Print out the material that follows word for word.

# [RECORD LIST]
- - -
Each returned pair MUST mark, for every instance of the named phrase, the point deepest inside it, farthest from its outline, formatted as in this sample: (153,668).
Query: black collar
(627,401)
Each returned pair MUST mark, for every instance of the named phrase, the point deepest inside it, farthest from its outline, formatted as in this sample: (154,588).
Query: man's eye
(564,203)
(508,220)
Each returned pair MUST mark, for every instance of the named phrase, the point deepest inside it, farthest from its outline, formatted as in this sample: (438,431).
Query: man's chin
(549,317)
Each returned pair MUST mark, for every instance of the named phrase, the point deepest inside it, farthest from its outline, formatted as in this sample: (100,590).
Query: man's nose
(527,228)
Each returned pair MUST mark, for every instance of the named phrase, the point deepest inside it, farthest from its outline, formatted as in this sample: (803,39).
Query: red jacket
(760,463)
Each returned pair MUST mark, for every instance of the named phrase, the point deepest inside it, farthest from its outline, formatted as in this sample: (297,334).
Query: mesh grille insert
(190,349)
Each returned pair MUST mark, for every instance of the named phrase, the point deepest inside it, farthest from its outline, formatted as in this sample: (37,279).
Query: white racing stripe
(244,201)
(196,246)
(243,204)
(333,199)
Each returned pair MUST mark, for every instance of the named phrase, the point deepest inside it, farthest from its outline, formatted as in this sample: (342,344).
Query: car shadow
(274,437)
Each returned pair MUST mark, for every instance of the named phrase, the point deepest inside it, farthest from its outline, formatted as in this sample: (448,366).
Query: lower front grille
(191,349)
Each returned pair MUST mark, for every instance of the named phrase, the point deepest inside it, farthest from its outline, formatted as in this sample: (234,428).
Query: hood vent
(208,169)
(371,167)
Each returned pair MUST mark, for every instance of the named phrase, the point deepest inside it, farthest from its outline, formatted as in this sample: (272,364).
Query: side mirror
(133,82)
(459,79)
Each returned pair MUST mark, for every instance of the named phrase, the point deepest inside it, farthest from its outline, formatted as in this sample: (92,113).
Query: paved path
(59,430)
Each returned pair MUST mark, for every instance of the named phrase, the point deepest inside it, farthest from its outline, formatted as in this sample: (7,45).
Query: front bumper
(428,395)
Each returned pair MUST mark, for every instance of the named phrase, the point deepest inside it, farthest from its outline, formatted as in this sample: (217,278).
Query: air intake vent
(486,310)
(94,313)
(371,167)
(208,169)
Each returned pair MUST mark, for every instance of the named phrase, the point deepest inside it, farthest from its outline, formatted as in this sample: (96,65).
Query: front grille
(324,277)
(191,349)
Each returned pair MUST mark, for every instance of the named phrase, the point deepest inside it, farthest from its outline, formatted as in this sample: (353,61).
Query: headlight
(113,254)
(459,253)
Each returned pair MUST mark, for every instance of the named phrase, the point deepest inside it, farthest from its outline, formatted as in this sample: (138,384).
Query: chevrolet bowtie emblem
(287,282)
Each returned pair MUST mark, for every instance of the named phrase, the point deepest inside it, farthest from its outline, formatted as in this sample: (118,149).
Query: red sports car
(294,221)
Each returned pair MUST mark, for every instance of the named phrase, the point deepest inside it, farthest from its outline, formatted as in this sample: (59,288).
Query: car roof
- - -
# [COMPLETE ANSWER]
Each returned pair MUST mark, for every instance of the named phrase, the point deepest inside it, farthest from its outline, formatted as in this sample: (153,668).
Query: black collar
(627,401)
Each returned pair MUST mark, for every instance of the named phrase, the point deepest inside it, farthest from its outline, formatted as in this sample: (154,588).
Query: man's eye
(564,203)
(508,220)
Each returned pair MUST mark, for every instance of the named phrase, the point deepest inside it, farthest from its outline, formatted as in this sample: (438,431).
Query: man's chin
(549,317)
Each returned pair MUST mark, for every instance of the named phrase, the point deepest inside it, farthest from its outline, formatted as in this sample: (100,590).
Query: man's nose
(527,228)
Each returned pair MUST mark, for every instance of the named phrase, the point deepest inside it, farthest from its outline, formatted as in this sample: (803,39).
Query: red jacket
(760,463)
Each returned pair MUST mark, for every instance of the named phrase, the point deepest inside it, farthest from its outline, formatted as in this sample: (297,334).
Query: mesh grille insert
(190,349)
Each returned pair MUST mark, for every instance of the named phrase, the point deepest inside it, farthest from its outline, formatted as in this sample: (37,279).
Query: white racing stripe
(244,201)
(196,246)
(243,204)
(333,199)
Each returned pair MUST mark, for every instance of the named phrase, the point deepest inside it, farthest from its outline, formatted as in this sample: (342,344).
Query: car shadow
(274,437)
Each returned pair MUST mark, for every instance of the named phrase, the point deepest inside it, farthest from its outline, formatted as in this sample: (448,366).
Query: lower front grille
(191,349)
Each returned pair MUST mark, for every instance of the named phrase, the point deepest inside it, farthest from its outline, formatted as in this sample: (234,428).
Query: hood vent
(208,169)
(371,167)
Each returned pair MUST mark, for every instance of the named phrase, the point deepest inside it, farthest from its outline, formatted as in this sample: (272,364).
Query: side mirror
(133,82)
(459,79)
Each returned pair MUST mark, for every instance of the named phrase, the point deepest inside it, farthest from its outline, formatted as in this sample: (92,113).
Query: paved path
(59,430)
Each returned pair MUST mark, for every instance of the named phrase, the point deepest inside it, farthest from its outline, formatted as in this sample: (7,45).
Query: front bumper
(428,395)
Each returned pair MUST mark, for every instance of the named phrase, the point deepest inside it, farthest from its outline, formatted as in this sample: (217,278).
Query: air intake vent
(486,310)
(94,313)
(371,167)
(208,169)
Each returned pair MUST mark, for every instance of the named phrase, the point deepest inside it, farthest from its outline, formatted as in this sample: (96,65).
Query: front grille
(324,277)
(191,349)
Each returned pair MUST mark, for every instance of the named phrase, the point deepest inside it, farthest from its outline, formatted as in this sample: (353,61).
Query: headlight
(113,254)
(459,253)
Each returned pair MUST mark, for every instance of the named phrase, the point deepest inside it, farthest from its outline, formatted as in this sample: (138,384).
Query: chevrolet bowtie emblem
(287,282)
Each returned pair MUST mark, for every instance of the named phrase, the point deepest inside it, farthest from its outline, formatted as in this sample: (118,149).
Query: red sports car
(294,221)
Each returned pair MUST mark, for every instance of the named phrase, the point deepest inside it, farthest from its outline, formatted as in this sample: (59,288).
Query: car roof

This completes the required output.